All of the records below should be output exactly.

= = =

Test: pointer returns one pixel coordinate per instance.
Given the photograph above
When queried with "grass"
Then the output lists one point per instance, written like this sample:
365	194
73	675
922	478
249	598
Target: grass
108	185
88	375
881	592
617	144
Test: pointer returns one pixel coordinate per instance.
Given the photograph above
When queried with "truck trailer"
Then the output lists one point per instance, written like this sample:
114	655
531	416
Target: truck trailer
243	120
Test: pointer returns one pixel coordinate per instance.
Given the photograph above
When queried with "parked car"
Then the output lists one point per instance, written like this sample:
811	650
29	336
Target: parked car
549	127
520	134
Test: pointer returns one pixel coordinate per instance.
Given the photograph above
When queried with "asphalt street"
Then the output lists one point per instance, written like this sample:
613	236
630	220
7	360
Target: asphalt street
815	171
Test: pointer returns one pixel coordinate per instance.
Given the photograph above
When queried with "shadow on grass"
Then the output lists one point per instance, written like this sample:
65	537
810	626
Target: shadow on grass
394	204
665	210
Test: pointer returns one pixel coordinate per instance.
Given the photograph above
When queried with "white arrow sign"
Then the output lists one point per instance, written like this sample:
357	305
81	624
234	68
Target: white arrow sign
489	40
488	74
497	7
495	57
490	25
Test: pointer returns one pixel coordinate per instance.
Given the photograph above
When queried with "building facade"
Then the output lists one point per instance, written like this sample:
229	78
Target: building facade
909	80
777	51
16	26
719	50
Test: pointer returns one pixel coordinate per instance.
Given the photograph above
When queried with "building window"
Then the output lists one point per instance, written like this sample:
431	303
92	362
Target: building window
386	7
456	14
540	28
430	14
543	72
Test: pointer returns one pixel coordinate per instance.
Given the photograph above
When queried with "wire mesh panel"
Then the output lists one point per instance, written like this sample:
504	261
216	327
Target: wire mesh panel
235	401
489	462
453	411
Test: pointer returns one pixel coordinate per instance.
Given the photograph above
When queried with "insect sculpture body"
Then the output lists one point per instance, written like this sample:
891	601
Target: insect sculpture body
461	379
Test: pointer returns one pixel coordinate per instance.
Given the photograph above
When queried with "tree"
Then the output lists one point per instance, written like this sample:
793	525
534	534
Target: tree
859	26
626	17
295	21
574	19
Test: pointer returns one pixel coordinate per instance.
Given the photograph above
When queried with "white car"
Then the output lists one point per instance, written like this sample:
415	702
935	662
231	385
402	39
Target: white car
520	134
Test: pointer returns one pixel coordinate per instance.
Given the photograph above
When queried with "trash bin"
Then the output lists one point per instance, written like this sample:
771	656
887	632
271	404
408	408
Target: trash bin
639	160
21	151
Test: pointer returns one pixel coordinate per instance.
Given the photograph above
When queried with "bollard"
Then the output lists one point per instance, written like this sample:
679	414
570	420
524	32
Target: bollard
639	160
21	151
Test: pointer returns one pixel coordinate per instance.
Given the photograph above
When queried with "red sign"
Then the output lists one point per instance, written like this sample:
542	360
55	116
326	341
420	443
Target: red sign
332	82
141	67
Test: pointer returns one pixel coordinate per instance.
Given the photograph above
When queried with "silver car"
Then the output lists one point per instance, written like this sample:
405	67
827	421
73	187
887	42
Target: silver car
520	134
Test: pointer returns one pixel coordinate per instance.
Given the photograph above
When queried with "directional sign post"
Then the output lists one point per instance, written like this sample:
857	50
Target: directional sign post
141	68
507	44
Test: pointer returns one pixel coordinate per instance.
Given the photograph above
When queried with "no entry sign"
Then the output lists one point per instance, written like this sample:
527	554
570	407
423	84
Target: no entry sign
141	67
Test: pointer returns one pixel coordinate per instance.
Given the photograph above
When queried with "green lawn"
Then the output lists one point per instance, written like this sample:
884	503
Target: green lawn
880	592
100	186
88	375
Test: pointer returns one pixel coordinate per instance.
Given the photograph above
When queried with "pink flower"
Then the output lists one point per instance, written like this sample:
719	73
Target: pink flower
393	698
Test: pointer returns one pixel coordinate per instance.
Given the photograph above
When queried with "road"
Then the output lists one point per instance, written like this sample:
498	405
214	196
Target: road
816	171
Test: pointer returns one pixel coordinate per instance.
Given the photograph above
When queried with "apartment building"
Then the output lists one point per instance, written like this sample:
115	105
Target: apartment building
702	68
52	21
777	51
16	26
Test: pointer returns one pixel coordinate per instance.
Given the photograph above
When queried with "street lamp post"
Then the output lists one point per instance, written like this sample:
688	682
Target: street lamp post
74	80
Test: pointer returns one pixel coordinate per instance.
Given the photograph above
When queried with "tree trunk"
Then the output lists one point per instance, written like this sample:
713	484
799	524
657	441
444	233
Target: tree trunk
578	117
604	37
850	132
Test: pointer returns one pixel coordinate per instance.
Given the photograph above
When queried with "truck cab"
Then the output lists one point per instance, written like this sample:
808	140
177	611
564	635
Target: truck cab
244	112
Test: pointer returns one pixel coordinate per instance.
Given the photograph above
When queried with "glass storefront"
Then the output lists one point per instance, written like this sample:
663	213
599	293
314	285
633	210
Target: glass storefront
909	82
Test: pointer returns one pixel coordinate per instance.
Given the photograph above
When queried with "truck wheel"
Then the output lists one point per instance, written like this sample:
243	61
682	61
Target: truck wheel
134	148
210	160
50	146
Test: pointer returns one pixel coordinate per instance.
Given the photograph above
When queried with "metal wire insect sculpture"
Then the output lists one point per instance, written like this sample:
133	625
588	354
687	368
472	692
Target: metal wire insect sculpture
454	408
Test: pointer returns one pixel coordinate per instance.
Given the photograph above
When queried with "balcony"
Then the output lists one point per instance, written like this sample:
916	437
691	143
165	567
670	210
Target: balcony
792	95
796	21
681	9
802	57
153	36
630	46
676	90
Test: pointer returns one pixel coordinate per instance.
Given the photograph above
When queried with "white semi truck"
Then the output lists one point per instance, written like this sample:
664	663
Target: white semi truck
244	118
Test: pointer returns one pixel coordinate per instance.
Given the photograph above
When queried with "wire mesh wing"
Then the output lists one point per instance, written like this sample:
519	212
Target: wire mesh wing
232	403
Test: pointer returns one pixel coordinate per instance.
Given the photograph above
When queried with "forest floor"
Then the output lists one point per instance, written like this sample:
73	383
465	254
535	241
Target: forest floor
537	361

= = =

* _Solution_:
Test: pointer returns one pixel coordinate per instance.
Given the photograph above
When queried with "grass"
Then the output lists one point per instance, written like this sample:
365	194
73	675
922	478
249	598
Target: grass
108	185
88	375
881	592
617	144
Test: pointer returns one pixel coordinate per instance.
Given the photograph above
When queried with "truck trailer"
Then the output lists one point per instance, written like this sample:
114	655
531	416
Target: truck trailer
243	120
Test: pointer returns one pixel coordinate per instance.
Given the photograph above
When queried with "parked car"
Then the output lists one point per instance, written like this sample:
811	650
29	336
Target: parked car
549	127
520	134
Test: pointer returns one pixel coordinate per instance.
Given the photograph above
When queried with "asphalt street"
Then the output lists one point per instance, written like this sample:
613	236
630	220
7	360
Target: asphalt street
815	171
Test: pointer returns one pixel coordinate per instance.
Given the photograph above
When queried with "shadow on grass"
Then the output lists one point per instance, written like this sample:
65	537
810	626
Target: shadow on grass
394	204
665	210
Test: pointer returns one pixel coordinate per instance.
Given the photograph above
When queried with "white arrow sign"
Then the output lists one point per instance, written like this sample:
357	305
81	624
234	68
Target: white arrow sign
489	40
488	74
497	7
495	57
490	25
Test: pointer returns one pixel coordinate per instance.
Given the photograph above
When queried with "building facade"
Then the output lists one point per instance, written like this sample:
229	78
Target: building facade
909	80
777	51
16	26
719	50
Test: pointer returns one pixel coordinate per instance.
Given the photograph above
When queried with "building window"
Then the output lists one point per instance, written like this sample:
431	303
92	362
Target: building window
386	7
456	14
540	28
430	14
543	72
Test: pointer returns one pixel coordinate per instance.
Given the photograph above
When queried with "wire mesh panel"
Then the output lists one point per instance, written like this sample:
504	261
216	327
Target: wire mesh panel
235	401
489	462
453	411
Test: pointer returns one pixel coordinate per instance.
Given the photograph above
When queried with "insect sculpture body"
Then the output lists one point per instance, written like this sample:
891	601
Target: insect sculpture body
461	379
Test: pointer returns one pixel coordinate per instance.
Given the photograph above
When queried with "tree"
Then the output lists one point per instance, written like this sample:
793	525
534	534
Target: tree
859	26
626	17
295	21
574	19
Test: pointer returns one pixel coordinate per instance.
Given the photograph above
When queried with "white car"
Then the output lists one point per instance, written like this sample:
415	702
935	662
231	385
402	39
Target: white car
520	134
Test: pointer returns one pixel coordinate per instance.
Given the photograph above
When queried with "trash bin"
Then the output lists one point per instance, written like this sample:
771	656
887	632
271	404
408	408
Target: trash bin
639	160
21	151
Test: pointer returns one pixel coordinate per instance.
Given the photograph above
When queried with "bollard"
Then the output lists one point per instance, written like this sample:
679	414
570	420
524	32
Target: bollard
639	160
21	151
Test: pointer returns one pixel coordinate per instance.
Given the photograph above
When queried with "red sign"
Then the output lists one point per instance, written like this sample:
542	360
55	116
326	341
420	443
Target: red sign
332	82
141	67
Test: pointer returns one pixel coordinate per instance.
Given the photograph above
When queried with "silver car"
Then the output lists one point per instance, written like this sample:
405	67
827	421
73	187
887	42
Target: silver car
520	134
Test: pointer returns one pixel coordinate per instance.
Given the photograph above
When queried with "directional sign post"
Then the output lists one point per instance, written like this sample:
857	50
Target: directional sign post
141	68
507	44
Test: pointer returns one pixel coordinate per instance.
Given the photograph above
When queried with "no entry sign"
Then the output lists one point per instance, written like this sample:
527	554
570	407
423	84
Target: no entry sign
141	67
Test: pointer returns one pixel coordinate per instance.
Given the photograph above
When queried with "green lawn"
Then the output lists one point per instance, written like this sample:
884	503
Target: green lawn
880	592
100	186
88	375
Test: pointer returns one pixel coordinate per instance.
Given the photograph above
When queried with "pink flower"
Then the output lists one point per instance, written like this sample:
719	73
Target: pink flower
393	698
Test: pointer returns one pixel coordinate per instance.
Given the photograph above
When queried with "road"
Then the output lists one point per instance, written like this sample:
498	405
214	196
Target: road
816	171
Test: pointer returns one pixel coordinate per instance.
Given the photograph above
When queried with "apartment building"
Then the output lists one point per instance, written like this sample:
115	105
Target: apartment building
702	68
52	21
777	51
16	26
Test: pointer returns one pixel coordinate per instance.
Given the photograph above
When queried with "street lamp post"
Then the output lists one point per instance, written like this sample:
688	682
Target: street lamp post
74	80
Test: pointer returns one pixel coordinate per instance.
Given the photograph above
When queried with "tree trunk"
Then the output lists one point per instance, written like this sample:
713	484
799	524
657	441
444	233
Target: tree trunk
578	117
604	37
850	132
Test: pointer returns one pixel coordinate per instance.
Given the photograph above
When queried with "truck cab"
Then the output lists one point per instance, written like this sample:
808	140
177	611
564	635
Target: truck cab
244	112
Test: pointer returns one pixel coordinate per instance.
Given the photograph above
When queried with "glass storefront"
Then the output lists one point per instance, written like this sample:
663	213
599	293
314	285
633	210
Target: glass storefront
909	82
Test: pointer returns one pixel coordinate per instance.
Given the photograph above
When queried with "truck wheel"
Then the output lists one point per instance, written like this sample:
243	61
682	61
Target: truck wheel
134	148
210	160
50	146
Test: pointer returns one pixel coordinate per instance.
Given the photograph above
When queried with "metal wire insect sculpture"
Then the output lists one point per instance, written like this sample:
133	625
588	354
687	368
472	692
Target: metal wire insect sculpture
454	408
Test: pointer returns one pixel coordinate per instance.
Given the photograph above
When queried with "balcony"
Then the output lists one point per instance, written like this sample:
916	437
691	143
165	567
670	210
Target: balcony
792	95
796	21
681	9
802	57
153	36
630	46
676	90
Test: pointer returns one pixel coordinate per instance.
Given the photograph above
When queried with "white semi truck"
Then the output lists one point per instance, written like this sample:
664	663
Target: white semi truck
244	118
Test: pointer returns one pixel coordinate per instance.
Given the photograph above
When queried with "wire mesh wing"
Then the output lists one point per instance, written like this sample:
519	212
Target: wire mesh wing
232	403
Test: pointer returns one pixel coordinate per instance.
Given the photograph above
When queried with "forest floor"
Then the output lists one point per instance, written like this sample:
73	383
465	254
535	241
Target: forest floor
537	361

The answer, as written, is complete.